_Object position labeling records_
--

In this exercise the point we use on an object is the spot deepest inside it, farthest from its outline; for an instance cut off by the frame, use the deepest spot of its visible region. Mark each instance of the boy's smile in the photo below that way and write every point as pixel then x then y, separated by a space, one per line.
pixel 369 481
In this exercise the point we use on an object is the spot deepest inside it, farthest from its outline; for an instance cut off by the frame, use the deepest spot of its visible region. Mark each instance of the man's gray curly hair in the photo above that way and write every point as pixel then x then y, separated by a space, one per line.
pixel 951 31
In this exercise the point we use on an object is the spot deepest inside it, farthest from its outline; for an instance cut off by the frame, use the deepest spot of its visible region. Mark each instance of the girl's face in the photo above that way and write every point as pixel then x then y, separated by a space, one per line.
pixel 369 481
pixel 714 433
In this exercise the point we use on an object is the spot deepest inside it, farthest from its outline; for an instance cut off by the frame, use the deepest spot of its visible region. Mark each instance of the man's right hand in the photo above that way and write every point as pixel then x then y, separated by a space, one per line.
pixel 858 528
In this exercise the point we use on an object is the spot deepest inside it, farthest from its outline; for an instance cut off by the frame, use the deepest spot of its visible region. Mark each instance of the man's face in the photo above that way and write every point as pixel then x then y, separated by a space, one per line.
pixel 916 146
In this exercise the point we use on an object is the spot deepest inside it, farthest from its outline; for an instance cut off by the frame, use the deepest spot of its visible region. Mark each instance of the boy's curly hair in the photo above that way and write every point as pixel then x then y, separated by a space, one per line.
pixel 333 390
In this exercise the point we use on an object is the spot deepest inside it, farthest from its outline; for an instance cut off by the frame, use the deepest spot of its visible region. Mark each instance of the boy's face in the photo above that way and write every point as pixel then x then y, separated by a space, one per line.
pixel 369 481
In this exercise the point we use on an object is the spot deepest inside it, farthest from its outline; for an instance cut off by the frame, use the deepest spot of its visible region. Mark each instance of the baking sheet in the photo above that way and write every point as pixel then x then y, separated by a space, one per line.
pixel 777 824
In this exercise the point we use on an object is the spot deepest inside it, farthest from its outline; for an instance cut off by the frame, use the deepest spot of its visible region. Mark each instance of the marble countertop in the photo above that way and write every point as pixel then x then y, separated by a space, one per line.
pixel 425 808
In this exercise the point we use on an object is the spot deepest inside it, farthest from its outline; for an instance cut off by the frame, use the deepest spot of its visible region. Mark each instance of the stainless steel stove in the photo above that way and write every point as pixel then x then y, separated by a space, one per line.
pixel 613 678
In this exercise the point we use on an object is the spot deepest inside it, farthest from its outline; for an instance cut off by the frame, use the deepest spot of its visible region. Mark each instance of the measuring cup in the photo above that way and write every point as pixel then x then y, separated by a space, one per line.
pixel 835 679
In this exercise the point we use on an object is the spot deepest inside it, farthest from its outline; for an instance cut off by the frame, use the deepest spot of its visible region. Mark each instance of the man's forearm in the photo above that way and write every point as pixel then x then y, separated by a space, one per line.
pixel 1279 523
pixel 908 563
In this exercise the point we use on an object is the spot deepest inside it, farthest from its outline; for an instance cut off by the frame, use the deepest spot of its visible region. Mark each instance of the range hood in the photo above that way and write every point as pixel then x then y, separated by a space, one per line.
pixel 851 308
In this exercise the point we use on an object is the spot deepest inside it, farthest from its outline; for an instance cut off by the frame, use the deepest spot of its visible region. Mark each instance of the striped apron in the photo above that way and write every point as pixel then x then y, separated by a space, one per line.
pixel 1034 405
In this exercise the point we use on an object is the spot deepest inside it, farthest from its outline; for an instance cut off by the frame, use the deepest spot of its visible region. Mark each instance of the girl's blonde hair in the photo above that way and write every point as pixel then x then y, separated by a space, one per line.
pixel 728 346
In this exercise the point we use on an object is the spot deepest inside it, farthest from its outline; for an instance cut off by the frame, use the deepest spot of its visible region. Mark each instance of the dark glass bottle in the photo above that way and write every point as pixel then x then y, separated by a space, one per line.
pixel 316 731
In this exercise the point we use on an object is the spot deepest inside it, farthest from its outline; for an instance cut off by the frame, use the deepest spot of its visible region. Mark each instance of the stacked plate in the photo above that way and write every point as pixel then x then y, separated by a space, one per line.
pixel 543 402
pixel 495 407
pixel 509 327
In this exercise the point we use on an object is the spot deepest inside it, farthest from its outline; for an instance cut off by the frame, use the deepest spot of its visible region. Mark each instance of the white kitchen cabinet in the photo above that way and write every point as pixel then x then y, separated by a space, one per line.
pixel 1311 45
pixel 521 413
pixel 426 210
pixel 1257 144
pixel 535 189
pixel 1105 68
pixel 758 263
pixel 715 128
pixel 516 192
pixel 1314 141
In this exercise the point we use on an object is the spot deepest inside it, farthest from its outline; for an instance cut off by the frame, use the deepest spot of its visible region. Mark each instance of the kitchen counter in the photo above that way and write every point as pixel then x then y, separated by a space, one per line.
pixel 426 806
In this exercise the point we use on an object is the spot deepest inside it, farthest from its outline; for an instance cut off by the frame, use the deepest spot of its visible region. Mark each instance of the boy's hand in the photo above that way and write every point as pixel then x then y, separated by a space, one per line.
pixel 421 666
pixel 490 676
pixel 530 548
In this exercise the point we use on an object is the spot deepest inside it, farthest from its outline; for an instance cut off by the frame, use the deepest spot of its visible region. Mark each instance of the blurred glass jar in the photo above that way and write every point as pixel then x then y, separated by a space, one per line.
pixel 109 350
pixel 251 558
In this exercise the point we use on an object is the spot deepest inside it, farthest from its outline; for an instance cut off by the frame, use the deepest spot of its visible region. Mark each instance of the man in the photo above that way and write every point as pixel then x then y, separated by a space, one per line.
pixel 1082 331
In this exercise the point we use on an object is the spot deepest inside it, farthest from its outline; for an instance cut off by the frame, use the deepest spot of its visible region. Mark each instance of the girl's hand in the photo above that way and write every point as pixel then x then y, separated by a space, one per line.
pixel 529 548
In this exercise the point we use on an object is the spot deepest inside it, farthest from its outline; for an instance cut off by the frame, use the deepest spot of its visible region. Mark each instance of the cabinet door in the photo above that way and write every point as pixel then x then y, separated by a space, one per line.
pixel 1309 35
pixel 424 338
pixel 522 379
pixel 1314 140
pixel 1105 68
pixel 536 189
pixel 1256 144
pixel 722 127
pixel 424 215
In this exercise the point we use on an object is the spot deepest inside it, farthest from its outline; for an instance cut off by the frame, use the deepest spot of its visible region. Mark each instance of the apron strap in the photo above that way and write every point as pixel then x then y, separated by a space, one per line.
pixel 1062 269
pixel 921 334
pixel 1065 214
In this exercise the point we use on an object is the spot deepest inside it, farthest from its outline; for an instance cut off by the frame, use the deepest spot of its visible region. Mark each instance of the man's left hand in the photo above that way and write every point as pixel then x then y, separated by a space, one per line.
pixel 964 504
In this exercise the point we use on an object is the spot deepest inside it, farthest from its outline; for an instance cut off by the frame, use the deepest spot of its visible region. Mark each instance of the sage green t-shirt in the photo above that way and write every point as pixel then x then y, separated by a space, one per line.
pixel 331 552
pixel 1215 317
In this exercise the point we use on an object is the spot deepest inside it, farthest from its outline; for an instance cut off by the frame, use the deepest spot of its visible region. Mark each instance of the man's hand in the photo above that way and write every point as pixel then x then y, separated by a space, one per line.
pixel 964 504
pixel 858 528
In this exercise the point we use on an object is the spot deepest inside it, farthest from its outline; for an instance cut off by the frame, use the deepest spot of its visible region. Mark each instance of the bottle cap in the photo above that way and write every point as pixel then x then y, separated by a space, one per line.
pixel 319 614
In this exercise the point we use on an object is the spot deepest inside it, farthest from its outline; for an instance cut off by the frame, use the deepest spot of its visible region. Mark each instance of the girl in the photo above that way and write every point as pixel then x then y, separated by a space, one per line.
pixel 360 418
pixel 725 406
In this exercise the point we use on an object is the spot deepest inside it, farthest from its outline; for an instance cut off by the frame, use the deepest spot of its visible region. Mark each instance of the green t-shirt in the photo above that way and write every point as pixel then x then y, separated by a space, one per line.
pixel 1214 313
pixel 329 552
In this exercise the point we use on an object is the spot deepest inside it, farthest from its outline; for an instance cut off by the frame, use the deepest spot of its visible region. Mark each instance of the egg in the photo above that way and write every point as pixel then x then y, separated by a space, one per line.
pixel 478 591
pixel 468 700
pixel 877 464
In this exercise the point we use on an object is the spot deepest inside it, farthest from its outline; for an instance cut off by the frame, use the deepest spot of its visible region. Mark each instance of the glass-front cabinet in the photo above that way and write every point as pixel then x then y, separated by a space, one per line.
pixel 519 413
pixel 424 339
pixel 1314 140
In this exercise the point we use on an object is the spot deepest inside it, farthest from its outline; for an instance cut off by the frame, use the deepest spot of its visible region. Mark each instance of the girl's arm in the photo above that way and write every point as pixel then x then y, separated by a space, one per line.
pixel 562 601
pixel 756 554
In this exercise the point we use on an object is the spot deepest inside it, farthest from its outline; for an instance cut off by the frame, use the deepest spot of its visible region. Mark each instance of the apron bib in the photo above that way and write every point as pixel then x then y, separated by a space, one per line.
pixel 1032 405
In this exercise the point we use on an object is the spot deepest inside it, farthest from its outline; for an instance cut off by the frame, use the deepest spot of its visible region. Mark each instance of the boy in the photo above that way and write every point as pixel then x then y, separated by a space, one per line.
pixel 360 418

--

Can you retype everything in the records above from the line containing "the girl's face" down to the line containing "pixel 714 433", including both of those lines, word for word?

_Written response_
In this exercise the point we use on an object is the spot deepest inside it, farthest from its outline; for an instance cut off by the frame, use the deepest spot of its visible region. Mark each instance of the girl's face in the photo above that way and write every point as pixel then x then y, separated by a space, one per line.
pixel 369 481
pixel 714 433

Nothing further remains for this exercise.